Raw data
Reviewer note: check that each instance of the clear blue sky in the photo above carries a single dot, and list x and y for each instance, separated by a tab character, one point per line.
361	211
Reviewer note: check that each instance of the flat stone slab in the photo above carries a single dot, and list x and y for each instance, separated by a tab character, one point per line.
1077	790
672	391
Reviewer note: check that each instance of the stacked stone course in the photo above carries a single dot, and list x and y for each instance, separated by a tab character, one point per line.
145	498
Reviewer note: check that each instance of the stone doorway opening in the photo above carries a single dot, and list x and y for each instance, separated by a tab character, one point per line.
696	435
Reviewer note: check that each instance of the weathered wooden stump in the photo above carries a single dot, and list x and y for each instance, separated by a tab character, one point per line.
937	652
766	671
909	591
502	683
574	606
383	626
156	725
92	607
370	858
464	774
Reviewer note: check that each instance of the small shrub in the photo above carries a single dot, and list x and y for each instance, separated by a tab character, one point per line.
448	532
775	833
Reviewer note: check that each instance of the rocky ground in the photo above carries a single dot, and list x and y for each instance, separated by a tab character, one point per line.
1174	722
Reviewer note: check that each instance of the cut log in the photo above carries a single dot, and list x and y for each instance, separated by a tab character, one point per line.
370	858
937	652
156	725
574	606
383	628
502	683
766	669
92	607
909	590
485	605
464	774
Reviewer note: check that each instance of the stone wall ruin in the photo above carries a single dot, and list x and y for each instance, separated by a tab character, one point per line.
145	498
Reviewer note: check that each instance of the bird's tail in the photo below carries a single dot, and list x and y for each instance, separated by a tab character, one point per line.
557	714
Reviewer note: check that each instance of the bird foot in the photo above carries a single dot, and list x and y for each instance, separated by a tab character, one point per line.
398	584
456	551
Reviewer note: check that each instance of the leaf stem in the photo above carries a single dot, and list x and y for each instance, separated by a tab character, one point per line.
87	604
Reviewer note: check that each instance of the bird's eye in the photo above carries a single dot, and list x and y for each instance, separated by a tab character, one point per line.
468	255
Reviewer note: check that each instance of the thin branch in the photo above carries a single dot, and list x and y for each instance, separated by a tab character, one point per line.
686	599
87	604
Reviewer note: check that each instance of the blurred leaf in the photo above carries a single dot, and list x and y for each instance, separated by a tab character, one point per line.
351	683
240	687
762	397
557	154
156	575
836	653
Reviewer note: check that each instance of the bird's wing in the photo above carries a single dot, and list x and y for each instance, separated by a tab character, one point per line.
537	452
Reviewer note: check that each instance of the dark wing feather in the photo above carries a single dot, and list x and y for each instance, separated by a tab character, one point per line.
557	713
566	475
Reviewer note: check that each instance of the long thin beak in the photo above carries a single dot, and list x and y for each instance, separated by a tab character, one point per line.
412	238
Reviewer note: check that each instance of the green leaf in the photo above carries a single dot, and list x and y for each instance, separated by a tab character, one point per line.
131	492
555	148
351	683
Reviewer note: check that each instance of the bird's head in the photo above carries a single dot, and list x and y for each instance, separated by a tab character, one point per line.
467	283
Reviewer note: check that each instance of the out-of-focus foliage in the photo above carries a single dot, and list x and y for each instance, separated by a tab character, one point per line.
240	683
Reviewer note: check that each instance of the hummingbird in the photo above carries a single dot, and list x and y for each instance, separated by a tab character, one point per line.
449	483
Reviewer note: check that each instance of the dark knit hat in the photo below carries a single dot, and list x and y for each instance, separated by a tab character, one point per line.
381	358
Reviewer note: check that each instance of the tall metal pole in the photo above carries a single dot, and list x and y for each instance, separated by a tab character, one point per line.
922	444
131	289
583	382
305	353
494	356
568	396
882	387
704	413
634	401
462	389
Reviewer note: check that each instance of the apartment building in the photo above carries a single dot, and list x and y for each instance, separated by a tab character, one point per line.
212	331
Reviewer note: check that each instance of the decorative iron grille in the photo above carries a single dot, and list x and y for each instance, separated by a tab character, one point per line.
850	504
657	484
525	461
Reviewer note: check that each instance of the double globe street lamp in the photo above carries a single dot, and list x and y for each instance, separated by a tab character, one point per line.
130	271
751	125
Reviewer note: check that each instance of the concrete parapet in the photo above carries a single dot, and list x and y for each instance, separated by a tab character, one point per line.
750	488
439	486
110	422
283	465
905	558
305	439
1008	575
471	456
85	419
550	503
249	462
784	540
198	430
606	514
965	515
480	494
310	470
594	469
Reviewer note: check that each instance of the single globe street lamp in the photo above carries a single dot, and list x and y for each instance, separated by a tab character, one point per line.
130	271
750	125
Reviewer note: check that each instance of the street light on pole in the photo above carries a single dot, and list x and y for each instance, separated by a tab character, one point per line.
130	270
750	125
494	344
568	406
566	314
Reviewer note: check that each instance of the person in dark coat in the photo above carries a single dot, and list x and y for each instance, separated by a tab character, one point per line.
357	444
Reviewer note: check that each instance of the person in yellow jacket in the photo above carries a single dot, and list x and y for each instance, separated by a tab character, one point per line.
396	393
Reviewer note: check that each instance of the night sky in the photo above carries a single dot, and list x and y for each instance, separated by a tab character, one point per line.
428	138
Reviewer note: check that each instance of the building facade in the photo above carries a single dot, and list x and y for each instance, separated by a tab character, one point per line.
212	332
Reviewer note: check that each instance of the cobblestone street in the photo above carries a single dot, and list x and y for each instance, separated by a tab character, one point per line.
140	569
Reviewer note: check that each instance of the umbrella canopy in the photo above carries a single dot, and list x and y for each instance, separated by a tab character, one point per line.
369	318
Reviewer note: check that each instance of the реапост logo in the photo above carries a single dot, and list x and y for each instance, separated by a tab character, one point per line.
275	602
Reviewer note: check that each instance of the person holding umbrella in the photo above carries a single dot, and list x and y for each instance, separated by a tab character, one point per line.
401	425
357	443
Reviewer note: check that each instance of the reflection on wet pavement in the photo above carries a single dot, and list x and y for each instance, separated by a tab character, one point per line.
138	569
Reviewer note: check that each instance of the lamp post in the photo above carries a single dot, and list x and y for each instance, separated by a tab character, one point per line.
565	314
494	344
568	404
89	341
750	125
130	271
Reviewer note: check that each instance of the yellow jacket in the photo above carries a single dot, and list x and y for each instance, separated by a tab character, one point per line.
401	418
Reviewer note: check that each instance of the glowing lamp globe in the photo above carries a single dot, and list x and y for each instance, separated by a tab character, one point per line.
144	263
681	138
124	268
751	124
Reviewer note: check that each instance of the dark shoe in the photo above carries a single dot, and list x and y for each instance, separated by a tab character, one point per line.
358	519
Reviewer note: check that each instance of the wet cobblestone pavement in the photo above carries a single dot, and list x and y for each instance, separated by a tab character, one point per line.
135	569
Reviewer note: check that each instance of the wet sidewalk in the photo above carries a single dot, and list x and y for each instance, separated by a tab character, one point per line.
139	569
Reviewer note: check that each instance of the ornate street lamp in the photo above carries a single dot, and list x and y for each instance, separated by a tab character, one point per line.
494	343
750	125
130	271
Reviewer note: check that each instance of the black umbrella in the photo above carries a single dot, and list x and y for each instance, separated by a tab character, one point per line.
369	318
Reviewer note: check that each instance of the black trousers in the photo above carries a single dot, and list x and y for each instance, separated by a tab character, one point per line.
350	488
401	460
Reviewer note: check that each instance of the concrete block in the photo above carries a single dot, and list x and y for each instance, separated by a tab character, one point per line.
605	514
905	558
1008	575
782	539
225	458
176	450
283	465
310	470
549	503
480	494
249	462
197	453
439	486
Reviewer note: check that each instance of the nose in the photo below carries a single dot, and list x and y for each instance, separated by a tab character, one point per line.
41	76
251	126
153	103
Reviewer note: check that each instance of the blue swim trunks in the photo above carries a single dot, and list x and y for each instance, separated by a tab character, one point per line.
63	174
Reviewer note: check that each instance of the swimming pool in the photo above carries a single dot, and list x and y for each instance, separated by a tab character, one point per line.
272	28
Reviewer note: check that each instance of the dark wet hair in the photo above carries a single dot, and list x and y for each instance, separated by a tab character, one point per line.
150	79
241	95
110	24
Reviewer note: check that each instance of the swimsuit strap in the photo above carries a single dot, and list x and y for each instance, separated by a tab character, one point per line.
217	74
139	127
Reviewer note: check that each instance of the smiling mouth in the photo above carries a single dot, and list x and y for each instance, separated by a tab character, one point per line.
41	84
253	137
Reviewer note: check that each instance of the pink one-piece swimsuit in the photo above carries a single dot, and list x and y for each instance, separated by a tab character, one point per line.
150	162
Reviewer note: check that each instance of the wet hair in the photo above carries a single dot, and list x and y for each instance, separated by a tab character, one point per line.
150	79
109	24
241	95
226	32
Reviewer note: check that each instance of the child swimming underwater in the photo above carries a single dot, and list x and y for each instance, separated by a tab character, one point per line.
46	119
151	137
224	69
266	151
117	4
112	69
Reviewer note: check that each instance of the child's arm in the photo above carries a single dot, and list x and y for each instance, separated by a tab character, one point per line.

Brief
Transcribe exactly the line containing "Reviewer note: check that each instance of the blue" and all remaining lines of the material, ending with the last one.

Response
Reviewer note: check that each instance of the blue swim trunks in the photo above carries a single dot, and list x and y for each instance, separated by a tab character, one point per line.
63	174
Reviewer note: check that each instance of the swimming pool in the photo above carries a single dot, and list x and y for each instance, separated by a tab character, one point per line.
272	28
Reviewer note: check that each instance of the dark wet hair in the photo above carries a single dot, and list x and y for each instance, separated by a tab character, one point per line.
150	79
241	95
110	24
Reviewer note: check that each instance of the swimsuit strap in the photo above carries a single dot, and list x and y for each instance, separated by a tab character, one point per line.
217	74
139	127
Reviewer note: check that each instance of the smiling mouth in the photo above carries a single dot, and list x and y for each instance, separated by a tab character, one point per line.
41	84
253	137
Reviewer note: check that each instance of the pink one-piece swimsuit in the photo above carries a single dot, and list x and y for each instance, separated by a tab character, one point per line.
150	162
Reviewer note: check that each instance of the wet hair in the photo above carries a single dot, and list x and y for each instance, separated by a tab character, one point per line.
150	79
109	24
241	95
226	32
Reviewer note: check that each instance of the child swimming underwater in the photo above carries a single dot, and list x and y for each instance, separated by a tab character, one point per line.
46	119
151	137
224	69
266	151
117	4
112	69
Reviewer note: check that each instance of the child's arm in the photo above carries a single dot, and list x and y for each instance, separated by a tab character, one point per line.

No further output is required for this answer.